Text excerpt |
- - - -
But… how to tear my clothes washer apart to inspect this suspect switch? I hadn’t a clue. Thankfully, there is YouTube! And sure enough, when I Googled ‘replacing the start switch’ on my specific Whirlpool clothes washer model and presto: Washer Start Button (Whirlpook part number 8181861) Replacement. I mean — ya gotta love YouTube! Great video, and the guy even speaks my native language!
OK, so I clear all the junk off the top, and I unhook all the hoses, and I make a big water mess all over the floor on Monday night. And then I tear into the washer first thing on Tuesday morning, thinking the whole time: I hope I don’t have to invest $250 in a 15-year-old washing machine. I expected to have to replace some electronics (you know: like a switch that was wave-soldered into a circuit board). That’s not at all what I found once I had the whole thing taken apart (went just like the YouTube video showed) however.
- - - -
Your task | Can you restate word for word the part of the washer repair text starting at "OK, so I clear" and ending at "video showed) however."? The lines that follow have nothing to do with the washer repair text.

Dataset content |
- - - -
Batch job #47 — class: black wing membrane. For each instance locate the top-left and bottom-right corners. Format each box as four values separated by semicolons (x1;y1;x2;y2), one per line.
- - - -
The reply |
OK, so I clear all the junk off the top, and I unhook all the hoses, and I make a big water mess all over the floor on Monday night. And then I tear into the washer first thing on Tuesday morning, thinking the whole time: I hope I don’t have to invest $250 in a 15-year-old washing machine. I expected to have to replace some electronics (you know: like a switch that was wave-soldered into a circuit board). That’s not at all what I found once I had the whole thing taken apart (went just like the YouTube video showed) however.